• [What is needed]:
Give the entries below as a two-column CSV with the headers text and coordinates, one row per entry and covering every entry. Put each value in a single double-quoted field and replace any line breaks inside it with spaces.

** START OF Entries supplied **

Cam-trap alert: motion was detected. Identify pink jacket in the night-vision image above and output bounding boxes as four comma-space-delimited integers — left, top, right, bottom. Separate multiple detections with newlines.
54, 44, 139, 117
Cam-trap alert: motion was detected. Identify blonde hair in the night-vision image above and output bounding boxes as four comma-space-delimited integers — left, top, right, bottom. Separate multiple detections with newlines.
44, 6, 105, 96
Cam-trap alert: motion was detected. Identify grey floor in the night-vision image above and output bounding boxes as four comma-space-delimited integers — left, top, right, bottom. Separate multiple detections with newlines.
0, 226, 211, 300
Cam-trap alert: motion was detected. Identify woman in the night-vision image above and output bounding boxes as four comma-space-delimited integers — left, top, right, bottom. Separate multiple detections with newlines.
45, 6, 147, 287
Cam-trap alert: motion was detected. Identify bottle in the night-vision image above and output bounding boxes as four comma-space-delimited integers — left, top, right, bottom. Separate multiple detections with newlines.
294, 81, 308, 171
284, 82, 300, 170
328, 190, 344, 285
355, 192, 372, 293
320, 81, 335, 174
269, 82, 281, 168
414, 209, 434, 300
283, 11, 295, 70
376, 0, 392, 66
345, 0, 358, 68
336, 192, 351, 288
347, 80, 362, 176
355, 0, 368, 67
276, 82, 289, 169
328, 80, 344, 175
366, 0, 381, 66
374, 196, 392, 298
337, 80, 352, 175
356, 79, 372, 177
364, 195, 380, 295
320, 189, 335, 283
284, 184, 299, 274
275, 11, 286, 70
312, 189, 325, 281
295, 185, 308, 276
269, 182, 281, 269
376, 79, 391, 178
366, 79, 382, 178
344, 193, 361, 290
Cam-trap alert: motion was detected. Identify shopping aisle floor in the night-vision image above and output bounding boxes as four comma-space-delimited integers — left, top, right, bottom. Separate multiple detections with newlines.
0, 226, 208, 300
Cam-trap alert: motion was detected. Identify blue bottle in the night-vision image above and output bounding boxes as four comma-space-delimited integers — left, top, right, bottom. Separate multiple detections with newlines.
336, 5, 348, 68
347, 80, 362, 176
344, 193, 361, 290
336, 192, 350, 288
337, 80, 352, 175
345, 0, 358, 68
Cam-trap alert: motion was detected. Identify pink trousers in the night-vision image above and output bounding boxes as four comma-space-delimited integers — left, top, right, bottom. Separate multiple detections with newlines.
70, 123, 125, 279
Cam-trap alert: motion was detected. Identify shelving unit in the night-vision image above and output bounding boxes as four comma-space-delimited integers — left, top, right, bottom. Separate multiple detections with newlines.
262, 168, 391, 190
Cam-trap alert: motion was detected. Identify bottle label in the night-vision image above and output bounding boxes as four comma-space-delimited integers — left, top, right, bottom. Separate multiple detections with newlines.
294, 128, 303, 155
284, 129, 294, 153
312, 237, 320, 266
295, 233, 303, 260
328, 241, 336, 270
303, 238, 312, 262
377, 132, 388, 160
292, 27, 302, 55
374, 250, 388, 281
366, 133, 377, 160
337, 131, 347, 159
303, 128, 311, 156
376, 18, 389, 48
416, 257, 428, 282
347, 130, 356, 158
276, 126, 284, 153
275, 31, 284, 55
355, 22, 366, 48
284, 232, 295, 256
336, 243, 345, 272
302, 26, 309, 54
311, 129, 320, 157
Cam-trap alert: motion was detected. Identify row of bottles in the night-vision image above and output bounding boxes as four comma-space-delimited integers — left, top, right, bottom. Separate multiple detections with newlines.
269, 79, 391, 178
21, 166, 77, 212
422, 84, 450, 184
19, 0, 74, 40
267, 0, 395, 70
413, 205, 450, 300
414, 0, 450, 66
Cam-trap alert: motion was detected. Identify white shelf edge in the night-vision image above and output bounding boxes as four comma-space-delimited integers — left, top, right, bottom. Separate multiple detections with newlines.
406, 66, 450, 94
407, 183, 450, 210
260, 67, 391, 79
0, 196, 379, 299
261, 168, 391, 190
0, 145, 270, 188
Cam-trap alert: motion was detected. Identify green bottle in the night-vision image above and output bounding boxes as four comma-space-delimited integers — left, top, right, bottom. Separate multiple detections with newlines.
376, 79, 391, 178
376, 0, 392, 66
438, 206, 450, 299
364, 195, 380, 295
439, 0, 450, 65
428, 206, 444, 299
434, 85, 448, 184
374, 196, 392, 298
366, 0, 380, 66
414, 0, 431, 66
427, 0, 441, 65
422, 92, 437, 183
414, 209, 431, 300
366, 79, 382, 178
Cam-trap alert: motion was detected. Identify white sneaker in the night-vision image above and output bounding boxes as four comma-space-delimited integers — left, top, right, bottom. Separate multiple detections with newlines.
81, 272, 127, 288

** END OF Entries supplied **

• [Answer to this problem]:
text,coordinates
"Cam-trap alert: motion was detected. Identify pink jacket in the night-vision image above and output bounding boxes as four comma-space-delimited integers — left, top, right, bottom. Separate multiple detections with newlines.","54, 44, 139, 117"
"Cam-trap alert: motion was detected. Identify blonde hair in the night-vision image above and output bounding boxes as four comma-space-delimited integers — left, top, right, bottom. Separate multiple detections with newlines.","44, 6, 105, 96"
"Cam-trap alert: motion was detected. Identify grey floor in the night-vision image above and output bounding boxes as four comma-space-delimited integers — left, top, right, bottom. Separate multiple detections with newlines.","0, 226, 211, 300"
"Cam-trap alert: motion was detected. Identify woman in the night-vision image above and output bounding boxes as four comma-space-delimited integers — left, top, right, bottom. Separate multiple detections with newlines.","45, 6, 147, 287"
"Cam-trap alert: motion was detected. Identify bottle in the night-vision image above and output bounding boxes as four comma-space-delimited integers — left, top, right, bottom. Separate multiple detections with newlines.","294, 81, 308, 171 284, 82, 300, 170 328, 190, 344, 285 355, 192, 372, 293 320, 81, 335, 174 269, 82, 281, 168 414, 209, 434, 300 283, 11, 295, 70 376, 0, 392, 66 345, 0, 358, 68 336, 192, 351, 288 347, 80, 362, 176 355, 0, 368, 67 276, 82, 289, 169 328, 80, 344, 175 366, 0, 381, 66 374, 196, 392, 298 337, 80, 352, 175 356, 79, 372, 177 364, 195, 380, 295 320, 189, 335, 283 284, 184, 299, 274 275, 11, 286, 70 312, 189, 325, 281 295, 185, 308, 276 269, 182, 281, 269 376, 79, 391, 178 366, 79, 382, 178 344, 193, 361, 290"
"Cam-trap alert: motion was detected. Identify shopping aisle floor in the night-vision image above and output bounding boxes as four comma-space-delimited integers — left, top, right, bottom. Separate multiple detections with newlines.","0, 226, 208, 300"
"Cam-trap alert: motion was detected. Identify blue bottle in the night-vision image above and output bounding boxes as four comma-space-delimited integers — left, top, right, bottom. Separate multiple detections with newlines.","336, 5, 348, 68 347, 80, 362, 176 344, 193, 361, 290 336, 192, 350, 288 337, 80, 352, 175 345, 0, 358, 68"
"Cam-trap alert: motion was detected. Identify pink trousers in the night-vision image above and output bounding boxes as four comma-space-delimited integers — left, top, right, bottom. Separate multiple detections with newlines.","70, 123, 125, 279"
"Cam-trap alert: motion was detected. Identify shelving unit in the night-vision image above and output bounding boxes as four comma-space-delimited integers — left, top, right, bottom. Separate multiple detections with newlines.","262, 168, 391, 190"
"Cam-trap alert: motion was detected. Identify bottle label in the night-vision image above and output bounding boxes as four comma-space-delimited integers — left, top, right, bottom. Separate multiple detections with newlines.","294, 128, 303, 155 284, 129, 294, 153 312, 237, 320, 266 295, 233, 303, 260 328, 241, 336, 270 303, 238, 312, 262 377, 132, 388, 160 292, 27, 302, 55 374, 250, 388, 281 366, 133, 377, 160 337, 131, 347, 159 303, 128, 311, 156 376, 18, 389, 48 416, 257, 428, 282 347, 130, 356, 158 276, 126, 284, 153 275, 31, 284, 55 355, 22, 366, 48 284, 232, 295, 256 336, 243, 345, 272 302, 26, 309, 54 311, 129, 320, 157"
"Cam-trap alert: motion was detected. Identify row of bottles in the night-vision image above and output bounding boxes as four comma-space-delimited integers — left, top, right, bottom. Separate multiple detections with newlines.","269, 79, 391, 178 21, 166, 77, 212 422, 84, 450, 184 19, 0, 74, 40 267, 0, 395, 70 413, 205, 450, 300 414, 0, 450, 66"
"Cam-trap alert: motion was detected. Identify white shelf edge in the night-vision image above and output bounding boxes as four comma-space-delimited integers — left, top, right, bottom. Separate multiple detections with newlines.","406, 66, 450, 94 407, 183, 450, 210 260, 67, 391, 79 0, 196, 379, 299 261, 168, 391, 190 0, 145, 270, 188"
"Cam-trap alert: motion was detected. Identify green bottle in the night-vision image above and output bounding boxes as four comma-space-delimited integers — left, top, right, bottom. Separate multiple detections with newlines.","376, 79, 391, 178 376, 0, 392, 66 438, 206, 450, 299 364, 195, 380, 295 439, 0, 450, 65 428, 206, 444, 299 434, 85, 448, 184 374, 196, 392, 298 366, 0, 380, 66 414, 0, 431, 66 427, 0, 441, 65 422, 92, 437, 183 414, 209, 431, 300 366, 79, 382, 178"
"Cam-trap alert: motion was detected. Identify white sneaker in the night-vision image above and output bounding boxes as four comma-space-delimited integers — left, top, right, bottom. Separate multiple detections with newlines.","81, 272, 127, 288"